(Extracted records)
★ ★ ★

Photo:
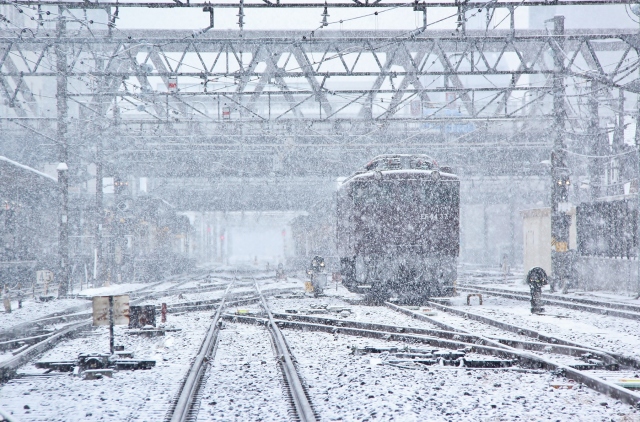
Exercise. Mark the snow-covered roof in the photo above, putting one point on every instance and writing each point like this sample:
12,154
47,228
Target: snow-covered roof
26,168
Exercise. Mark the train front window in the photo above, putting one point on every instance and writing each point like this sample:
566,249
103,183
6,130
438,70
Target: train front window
420,164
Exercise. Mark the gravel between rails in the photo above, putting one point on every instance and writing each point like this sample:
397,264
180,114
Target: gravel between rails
244,383
130,395
618,335
361,313
347,387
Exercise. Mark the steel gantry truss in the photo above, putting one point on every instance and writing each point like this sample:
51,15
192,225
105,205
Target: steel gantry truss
287,105
269,98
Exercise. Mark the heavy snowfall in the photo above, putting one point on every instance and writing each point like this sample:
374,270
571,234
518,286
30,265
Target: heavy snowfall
267,210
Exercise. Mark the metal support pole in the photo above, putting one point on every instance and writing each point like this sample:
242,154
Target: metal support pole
595,165
638,188
61,136
111,324
560,220
99,216
638,196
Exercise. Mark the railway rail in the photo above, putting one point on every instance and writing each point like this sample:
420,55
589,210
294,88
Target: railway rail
487,346
587,379
620,310
297,391
185,406
183,409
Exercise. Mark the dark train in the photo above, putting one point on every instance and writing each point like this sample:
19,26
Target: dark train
398,229
607,227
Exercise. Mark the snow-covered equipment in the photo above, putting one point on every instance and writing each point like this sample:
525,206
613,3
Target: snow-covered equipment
398,229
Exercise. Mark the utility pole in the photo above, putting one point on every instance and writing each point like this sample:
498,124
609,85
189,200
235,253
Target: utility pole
61,137
560,220
99,216
638,188
596,150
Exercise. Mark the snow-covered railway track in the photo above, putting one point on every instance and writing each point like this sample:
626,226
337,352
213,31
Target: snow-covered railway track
584,377
187,405
620,310
184,408
296,389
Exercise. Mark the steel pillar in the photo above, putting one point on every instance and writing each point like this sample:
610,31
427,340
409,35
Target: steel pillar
61,138
560,220
595,150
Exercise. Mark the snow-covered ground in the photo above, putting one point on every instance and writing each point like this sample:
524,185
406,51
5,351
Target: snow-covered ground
130,395
343,386
32,310
610,333
244,381
348,387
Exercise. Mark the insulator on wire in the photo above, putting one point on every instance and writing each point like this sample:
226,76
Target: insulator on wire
325,15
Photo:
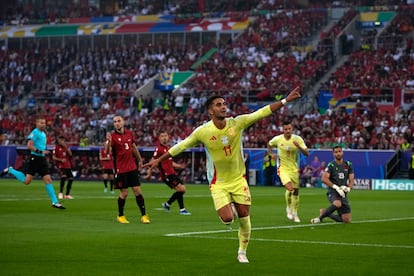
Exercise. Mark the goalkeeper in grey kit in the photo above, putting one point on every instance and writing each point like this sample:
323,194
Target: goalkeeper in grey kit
339,177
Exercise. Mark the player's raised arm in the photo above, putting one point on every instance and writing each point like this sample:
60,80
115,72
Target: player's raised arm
154,162
293,95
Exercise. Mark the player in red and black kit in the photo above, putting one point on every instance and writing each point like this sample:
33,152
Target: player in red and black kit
169,175
126,155
107,166
62,155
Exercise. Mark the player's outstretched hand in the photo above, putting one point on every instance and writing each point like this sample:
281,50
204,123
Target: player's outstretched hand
339,190
294,94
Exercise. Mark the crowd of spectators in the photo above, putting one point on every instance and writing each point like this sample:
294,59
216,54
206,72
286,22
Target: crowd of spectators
78,92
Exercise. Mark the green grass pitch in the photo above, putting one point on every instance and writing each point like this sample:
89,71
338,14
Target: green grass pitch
85,239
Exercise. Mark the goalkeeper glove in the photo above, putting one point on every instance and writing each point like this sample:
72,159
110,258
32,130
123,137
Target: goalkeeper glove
338,190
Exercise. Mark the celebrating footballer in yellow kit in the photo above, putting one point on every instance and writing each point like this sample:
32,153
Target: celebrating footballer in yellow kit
222,140
289,146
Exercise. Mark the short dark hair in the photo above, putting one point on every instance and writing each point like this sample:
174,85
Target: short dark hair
335,146
211,99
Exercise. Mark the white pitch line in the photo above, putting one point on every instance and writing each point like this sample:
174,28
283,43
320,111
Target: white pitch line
282,227
309,242
202,236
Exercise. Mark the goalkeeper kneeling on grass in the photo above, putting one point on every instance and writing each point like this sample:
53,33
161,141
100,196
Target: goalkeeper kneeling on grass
339,177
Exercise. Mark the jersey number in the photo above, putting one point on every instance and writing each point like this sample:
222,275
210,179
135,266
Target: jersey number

★ ★ ★

## Work required:
Please repeat all of the entries above word for word, but drop any pictures.

## Result:
Photo:
Exercise. Mark the snow-covered roof in the photo above, putting one point on every instance and writing each point like this sample:
12,154
47,228
Target: snow-covered roof
26,168
Exercise. Mark the train front window in the photo above, putting one point on every instance and writing each point like this sample:
566,249
103,183
6,130
438,70
Target: train front window
420,164
Exercise. Mark the gravel between rails in the photo above, putting one point on every instance and writing each point like this sample:
397,264
180,114
Target: gravel between rails
244,383
130,395
618,335
361,313
347,387
Exercise. Mark the steel gantry truss in the photo above, putting one point on every instance and writing each point like this sample:
51,15
192,225
105,205
Target: steel gantry truss
287,105
269,98
Exercise. Mark the heavy snowfall in the photo above, putting one point on every instance and writing each point like this sample:
374,270
571,234
518,286
30,265
Target: heavy snowfall
267,210
Exercise. Mark the metal support pole in the photo above, putting one point on every instance and writing each point like this sample:
242,154
Target: metal support pole
595,165
638,188
61,136
111,324
560,220
99,216
638,196
Exercise. Mark the railway rail in the photo above, putting one point on every instance and writing each point like this sample:
420,55
589,210
294,88
Target: railway rail
487,346
587,379
620,310
297,391
185,406
183,409
Exercise. Mark the dark train in the photo above, putting one point on every instance and writing each point like this sample:
19,26
Target: dark train
398,229
607,227
Exercise. Mark the snow-covered equipment in the photo above, putting one point on every instance and writing each point like this sample:
525,206
613,3
Target: snow-covered equipment
398,229
Exercise. Mark the utility pole in the photo above, putting one point on every instance and writing each point like this sample:
498,124
609,85
189,200
235,253
Target: utility pole
61,137
560,220
99,216
638,188
596,150
Exercise. Mark the snow-covered railway track in the photo above, putting one point on every instance and writing each point like this sample:
626,226
337,352
213,31
Target: snow-covered railway track
584,377
187,405
620,310
184,408
296,389
Exercise. Mark the steel pillar in the photo above, putting one point on every instance and writing each point like this sample:
610,31
427,340
409,35
Target: steel pillar
61,138
560,220
595,150
Exercise. Mark the snow-covered ground in the photo above, putting one point on every instance and writing each point like this sample:
524,185
406,51
5,351
Target: snow-covered ground
130,395
343,386
32,310
610,333
244,381
348,387
Exercise. Mark the insulator on wire in the photo above, putting one point on every instance and writing each point like this sample:
226,76
Target: insulator on wire
325,15
Photo:
Exercise. Mark the goalkeeper in grey kit in the photo above, putting one point on every instance and writing each point like this sample:
323,194
Target: goalkeeper in grey kit
339,177
Exercise. Mark the player's raised arm in the photo above, putting one point on every instance and writing each point like this sample:
60,80
115,72
Target: player's raised arm
154,162
293,95
Exercise. Mark the player in red and black kit in the photo above, putting one point on every instance and writing each point like this sample:
33,152
Target: player in red and black kit
169,175
126,155
107,166
62,155
Exercise. Mark the player's outstretched hand in the photo above, putting one point on every instance and writing each point like this sample:
281,50
204,123
Target: player's outstretched hand
339,190
294,94
Exercise. Mark the crowd of spectators in the photo above, putting one point on every instance and writing each point like this sample:
294,59
216,54
206,72
286,22
Target: crowd of spectators
78,92
Exercise. Mark the green grass pitch in the photo above, putting one point on every instance and writing each point like this sample:
89,71
338,14
Target: green grass pitch
85,239
Exercise. Mark the goalkeeper glove in the photo above, putting one point on every instance and writing each point like this sample:
72,159
110,258
32,130
123,137
Target: goalkeeper glove
338,190
Exercise. Mark the celebrating footballer in yellow kit in the photo above, putting one point on every instance and writing each point like this sample:
32,153
Target: celebrating footballer in yellow kit
222,140
289,146
Exercise. Mark the short dark hair in the photo above, putting one point on every instance and writing each point like this sample:
174,85
Target: short dark hair
335,146
211,99
Exercise. Mark the white pitch line in the photo above, putting one point on every instance and writing each point like this sample:
174,28
283,43
320,111
Target: white pitch line
282,227
309,242
202,236
Exercise. Mark the goalkeeper kneeling on grass in the photo above, putting one point on every instance and writing each point like this sample:
53,33
161,141
100,196
Target: goalkeeper kneeling on grass
339,177
Exercise. Mark the jersey number in the photo above, putting one point on every instance and writing each point like this sample:
222,275
210,179
135,266
Target: jersey number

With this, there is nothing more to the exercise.